» TASK TO COMPLETE: Could you copy the records below exactly, keeping none of the images?

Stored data
-------------------------

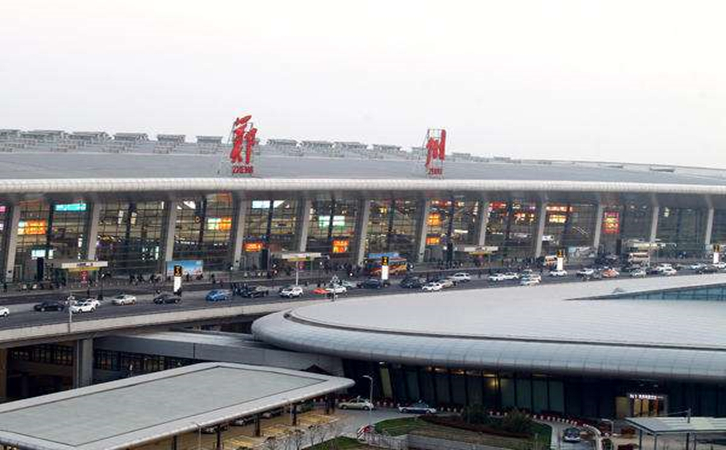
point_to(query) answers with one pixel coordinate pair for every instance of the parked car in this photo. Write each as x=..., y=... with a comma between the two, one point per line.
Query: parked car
x=166, y=297
x=357, y=403
x=124, y=299
x=291, y=291
x=255, y=292
x=460, y=277
x=433, y=286
x=50, y=306
x=417, y=408
x=84, y=306
x=571, y=434
x=218, y=295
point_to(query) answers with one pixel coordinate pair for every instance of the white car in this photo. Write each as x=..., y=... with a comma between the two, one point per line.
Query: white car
x=84, y=306
x=291, y=292
x=336, y=289
x=460, y=277
x=530, y=281
x=432, y=287
x=124, y=299
x=357, y=403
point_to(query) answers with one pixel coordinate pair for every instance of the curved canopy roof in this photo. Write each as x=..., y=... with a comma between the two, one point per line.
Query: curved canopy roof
x=544, y=329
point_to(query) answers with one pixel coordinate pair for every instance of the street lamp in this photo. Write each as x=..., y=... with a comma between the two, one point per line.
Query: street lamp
x=370, y=399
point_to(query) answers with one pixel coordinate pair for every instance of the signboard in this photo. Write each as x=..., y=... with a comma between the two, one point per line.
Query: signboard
x=435, y=146
x=192, y=267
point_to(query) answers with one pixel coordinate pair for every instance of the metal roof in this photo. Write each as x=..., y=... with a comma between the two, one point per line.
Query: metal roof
x=678, y=425
x=138, y=410
x=541, y=329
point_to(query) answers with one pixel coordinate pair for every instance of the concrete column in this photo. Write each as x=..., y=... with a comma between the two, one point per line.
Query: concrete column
x=422, y=229
x=654, y=215
x=597, y=231
x=482, y=220
x=3, y=374
x=361, y=230
x=539, y=232
x=238, y=232
x=170, y=230
x=82, y=363
x=91, y=237
x=11, y=241
x=302, y=224
x=709, y=227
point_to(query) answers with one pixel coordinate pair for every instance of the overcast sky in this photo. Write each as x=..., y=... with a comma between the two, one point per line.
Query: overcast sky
x=631, y=80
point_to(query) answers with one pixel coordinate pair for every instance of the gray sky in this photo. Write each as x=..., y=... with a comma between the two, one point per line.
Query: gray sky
x=628, y=80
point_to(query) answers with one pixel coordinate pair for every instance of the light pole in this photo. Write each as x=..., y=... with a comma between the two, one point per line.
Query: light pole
x=370, y=399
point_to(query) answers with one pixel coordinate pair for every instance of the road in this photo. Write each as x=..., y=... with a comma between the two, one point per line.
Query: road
x=23, y=315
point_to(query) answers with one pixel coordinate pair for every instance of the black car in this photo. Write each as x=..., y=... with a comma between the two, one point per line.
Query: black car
x=254, y=292
x=412, y=283
x=50, y=306
x=166, y=298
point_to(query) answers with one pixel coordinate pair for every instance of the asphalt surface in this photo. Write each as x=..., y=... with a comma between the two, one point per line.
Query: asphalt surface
x=23, y=315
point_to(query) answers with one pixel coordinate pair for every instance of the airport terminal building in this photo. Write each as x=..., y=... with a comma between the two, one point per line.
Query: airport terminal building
x=69, y=199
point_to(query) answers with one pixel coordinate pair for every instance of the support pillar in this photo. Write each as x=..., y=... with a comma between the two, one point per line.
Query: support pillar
x=482, y=220
x=82, y=363
x=91, y=237
x=238, y=232
x=597, y=231
x=11, y=242
x=709, y=227
x=169, y=231
x=422, y=229
x=361, y=230
x=302, y=225
x=654, y=216
x=539, y=233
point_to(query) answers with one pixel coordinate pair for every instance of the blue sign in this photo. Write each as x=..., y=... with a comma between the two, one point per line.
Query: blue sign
x=70, y=207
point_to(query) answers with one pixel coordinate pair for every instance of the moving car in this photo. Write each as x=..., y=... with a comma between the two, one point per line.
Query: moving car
x=218, y=295
x=357, y=403
x=166, y=297
x=433, y=286
x=50, y=306
x=417, y=408
x=84, y=306
x=571, y=434
x=460, y=277
x=291, y=291
x=124, y=299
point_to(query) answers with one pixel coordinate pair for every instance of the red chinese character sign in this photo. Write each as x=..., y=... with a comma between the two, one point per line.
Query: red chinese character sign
x=243, y=143
x=435, y=146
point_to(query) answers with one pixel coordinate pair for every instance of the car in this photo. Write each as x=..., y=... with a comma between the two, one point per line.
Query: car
x=530, y=281
x=123, y=299
x=218, y=295
x=357, y=403
x=254, y=292
x=571, y=434
x=372, y=283
x=432, y=286
x=460, y=277
x=166, y=297
x=84, y=306
x=292, y=291
x=417, y=408
x=50, y=306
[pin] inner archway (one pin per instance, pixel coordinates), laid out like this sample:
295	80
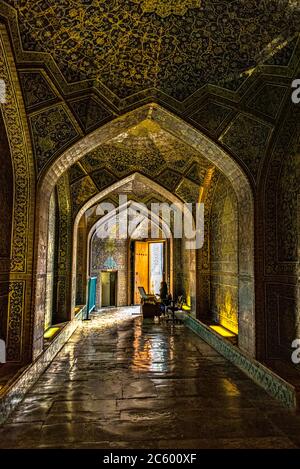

-------------------------

» SOLVED PROBLEM:
point_to(query) answers with one pixel coordinate pair for every instance of the parked car in this photo. Write each as x=..., y=... with a comma between the two, one point per line.
Query: parked car
x=166, y=297
x=357, y=403
x=124, y=299
x=291, y=291
x=255, y=292
x=460, y=277
x=433, y=286
x=50, y=306
x=417, y=408
x=84, y=306
x=571, y=434
x=218, y=295
point_to(query) answers with one pixel coordinate pair for every instance of the white car in this photo. Write each as x=..., y=... with a comma between the two, one point per line.
Query: white car
x=84, y=306
x=291, y=292
x=336, y=289
x=460, y=277
x=530, y=281
x=432, y=287
x=124, y=299
x=357, y=403
point_to(query) answers with one pixel coordinate pair for every instance of the curved canopy roof in this photo. Write each as x=..., y=... with a comma between the two, one point per line.
Query: curved canopy roof
x=544, y=329
point_to(query) answers with one pixel coordinate pair for every instance of the street lamp in this photo. Write each as x=..., y=... with a comma between the two, one point per line.
Query: street lamp
x=370, y=399
point_to(query) answers with one pixel coordinate pair for every instance of the signboard in this photo. Write each as x=..., y=... with a comma between the two, one point per line.
Query: signboard
x=435, y=146
x=192, y=267
point_to(query) answers with one pixel coordinate pair for every instance of the metal roof in this photo. Write each as x=..., y=... with a comma between the two, one point per line.
Query: metal roof
x=678, y=425
x=138, y=410
x=541, y=329
point_to(query) answers with one pixel coordinate pair for every instance of the concrete column in this photo. Write each as x=..., y=... with a comma between the two, one point per line.
Query: concrete column
x=422, y=229
x=654, y=215
x=597, y=231
x=482, y=220
x=3, y=374
x=361, y=230
x=539, y=232
x=238, y=232
x=170, y=230
x=82, y=363
x=91, y=237
x=11, y=241
x=302, y=224
x=709, y=227
point_to(query) answers with one pixel coordinate pair for every instance of the overcast sky in this photo. Write each as x=..., y=... with a comma between the two, one point per line.
Query: overcast sky
x=631, y=80
point_to(query) answers with one pixel coordinate pair for every instance of the gray sky in this photo. Write each as x=..., y=... with a comma between the two, one point per line.
Query: gray sky
x=628, y=80
point_to(query) answers with one pixel coordinate pair for every instance of the light pole in this photo. Write each as x=..., y=... with a comma between the two, one point per line.
Query: light pole
x=370, y=399
point_to(query) answers with one pixel coordinate pair for every instance of the road in this photo. Write each as x=..., y=... with a comma between the two, one point per line.
Query: road
x=23, y=315
point_to(query) answers with one pixel coordinate pair for every instance of the black car in this photo. Write each as x=..., y=... with a comma between the two, one point per line.
Query: black car
x=254, y=292
x=412, y=283
x=50, y=306
x=166, y=298
point_to(query) answers with one pixel coordinate pair for every instance of the asphalt surface in this photo. Write each as x=..., y=... with a comma between the two, one point per line.
Query: asphalt surface
x=23, y=315
point_to(query) answers with one pixel coordinate pair for every instance of the airport terminal building in this photo. Write each as x=..., y=... with a comma between the two, one point per line.
Query: airport terminal building
x=69, y=199
point_to(query) answers with one pixel coordinate pair for every instance of the support pillar in this photo. Write each as x=..., y=... with a comma between the two, one point per line.
Query: support pillar
x=482, y=220
x=82, y=363
x=91, y=237
x=238, y=232
x=597, y=231
x=11, y=242
x=709, y=227
x=169, y=231
x=422, y=229
x=361, y=230
x=302, y=225
x=654, y=216
x=539, y=233
point_to(query) answers with one pixel coordinate pair for every instance of the blue sign in this photo. Write each as x=..., y=... with a comma between the two, one point per line.
Query: blue sign
x=70, y=207
point_to(query) answers with one pixel coordinate pair for every instance of the moving car in this photo. Write each as x=..., y=... with a comma between the two, one point per line.
Query: moving car
x=218, y=295
x=357, y=403
x=166, y=297
x=433, y=286
x=50, y=306
x=417, y=408
x=84, y=306
x=571, y=434
x=460, y=277
x=291, y=291
x=124, y=299
point_to(query) answers with one pixel coordinate pair for every instance of the red chinese character sign in this photo. Write each as x=..., y=... with a comma between the two, one point per line.
Query: red chinese character sign
x=243, y=143
x=435, y=146
point_to(query) answers with one pixel coordinate pair for every instance of the car in this photo. Write each as x=..., y=... with a comma between the two, one point per line.
Query: car
x=530, y=281
x=123, y=299
x=218, y=295
x=357, y=403
x=254, y=292
x=571, y=434
x=372, y=283
x=432, y=286
x=460, y=277
x=166, y=297
x=84, y=306
x=292, y=291
x=417, y=408
x=50, y=306
[pin] inner archway (one pin per instance, pixel coordinates), laid out like this sample:
295	80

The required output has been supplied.